▶ Task goal
List every line in the rows below that contains the word "clicks". Case counts.

▶ Data extract
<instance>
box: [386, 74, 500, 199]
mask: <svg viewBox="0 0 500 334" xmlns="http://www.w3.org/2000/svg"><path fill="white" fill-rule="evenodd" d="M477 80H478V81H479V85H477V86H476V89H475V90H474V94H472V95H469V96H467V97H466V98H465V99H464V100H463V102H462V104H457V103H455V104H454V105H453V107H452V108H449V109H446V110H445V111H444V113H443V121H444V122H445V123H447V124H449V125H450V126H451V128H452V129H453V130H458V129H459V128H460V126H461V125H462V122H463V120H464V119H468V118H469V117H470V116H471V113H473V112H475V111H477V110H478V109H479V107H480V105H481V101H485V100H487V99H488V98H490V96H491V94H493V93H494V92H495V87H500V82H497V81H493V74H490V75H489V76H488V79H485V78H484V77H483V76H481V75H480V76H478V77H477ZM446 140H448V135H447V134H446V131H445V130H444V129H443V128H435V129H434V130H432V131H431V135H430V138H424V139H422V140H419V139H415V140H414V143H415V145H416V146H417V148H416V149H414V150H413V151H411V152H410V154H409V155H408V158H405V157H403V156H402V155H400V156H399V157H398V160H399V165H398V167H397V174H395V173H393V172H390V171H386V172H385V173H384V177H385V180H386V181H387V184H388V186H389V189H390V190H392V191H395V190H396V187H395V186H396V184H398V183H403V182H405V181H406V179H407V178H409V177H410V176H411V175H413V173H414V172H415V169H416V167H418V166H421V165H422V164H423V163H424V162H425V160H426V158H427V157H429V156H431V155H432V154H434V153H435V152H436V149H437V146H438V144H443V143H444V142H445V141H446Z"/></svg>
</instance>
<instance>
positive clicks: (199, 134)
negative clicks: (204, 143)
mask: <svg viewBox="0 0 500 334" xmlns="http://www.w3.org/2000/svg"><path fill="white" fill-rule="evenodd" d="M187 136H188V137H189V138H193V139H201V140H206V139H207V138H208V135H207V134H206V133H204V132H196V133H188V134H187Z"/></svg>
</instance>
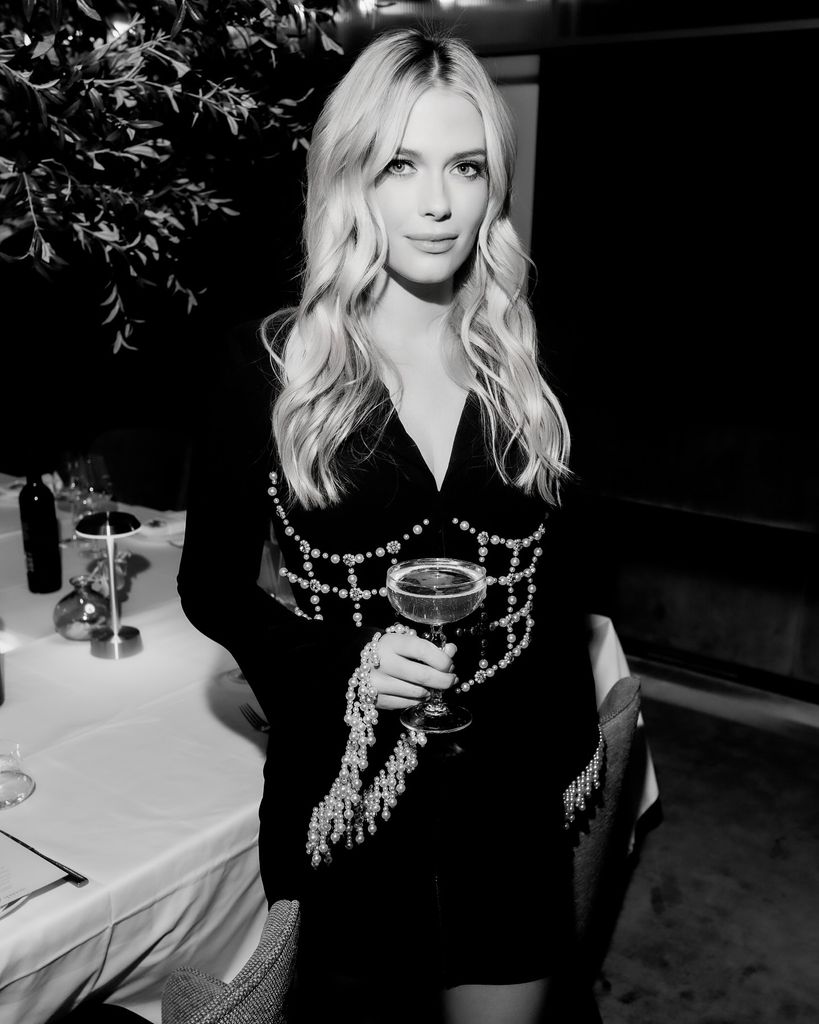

▶ Exercise solution
positive clicks: (199, 134)
negative clicks: (204, 143)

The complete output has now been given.